● DATA TO EXAMINE:
□ □ □
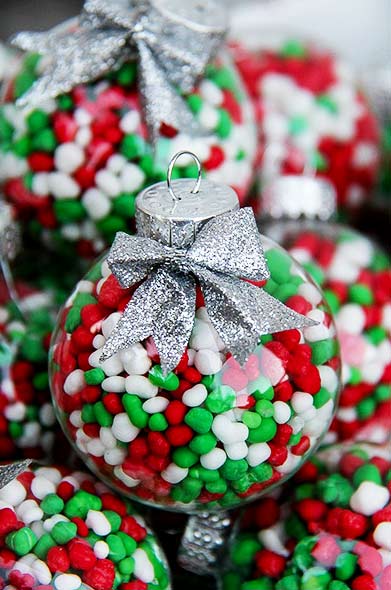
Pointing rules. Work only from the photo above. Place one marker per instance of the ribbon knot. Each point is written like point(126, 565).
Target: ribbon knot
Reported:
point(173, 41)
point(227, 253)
□ □ □
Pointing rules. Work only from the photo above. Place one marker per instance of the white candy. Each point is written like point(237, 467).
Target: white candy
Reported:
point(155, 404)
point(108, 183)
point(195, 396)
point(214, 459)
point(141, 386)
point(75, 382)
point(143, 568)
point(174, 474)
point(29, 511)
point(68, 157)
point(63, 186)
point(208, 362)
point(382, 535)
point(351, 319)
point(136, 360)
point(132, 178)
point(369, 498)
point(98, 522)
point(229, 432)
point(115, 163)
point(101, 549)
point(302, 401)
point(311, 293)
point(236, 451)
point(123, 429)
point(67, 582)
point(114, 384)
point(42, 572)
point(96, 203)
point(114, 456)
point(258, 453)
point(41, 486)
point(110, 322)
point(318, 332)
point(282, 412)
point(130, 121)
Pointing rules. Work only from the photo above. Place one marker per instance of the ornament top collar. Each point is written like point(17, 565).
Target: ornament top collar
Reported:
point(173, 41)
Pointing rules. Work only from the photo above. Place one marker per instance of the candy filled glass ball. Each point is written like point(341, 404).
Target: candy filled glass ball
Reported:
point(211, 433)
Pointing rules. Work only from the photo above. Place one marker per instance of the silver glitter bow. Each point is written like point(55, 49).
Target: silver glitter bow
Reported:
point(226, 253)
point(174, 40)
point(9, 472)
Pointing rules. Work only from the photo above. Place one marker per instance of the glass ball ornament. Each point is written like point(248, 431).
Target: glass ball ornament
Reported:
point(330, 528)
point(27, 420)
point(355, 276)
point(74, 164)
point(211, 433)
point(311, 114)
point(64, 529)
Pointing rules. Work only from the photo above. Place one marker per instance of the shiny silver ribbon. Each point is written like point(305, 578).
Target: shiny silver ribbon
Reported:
□ □ □
● ACTION ITEM: The answer must be a single number: the count of lines in the listing that hold the word "glass".

● EXERCISE OUTPUT: 4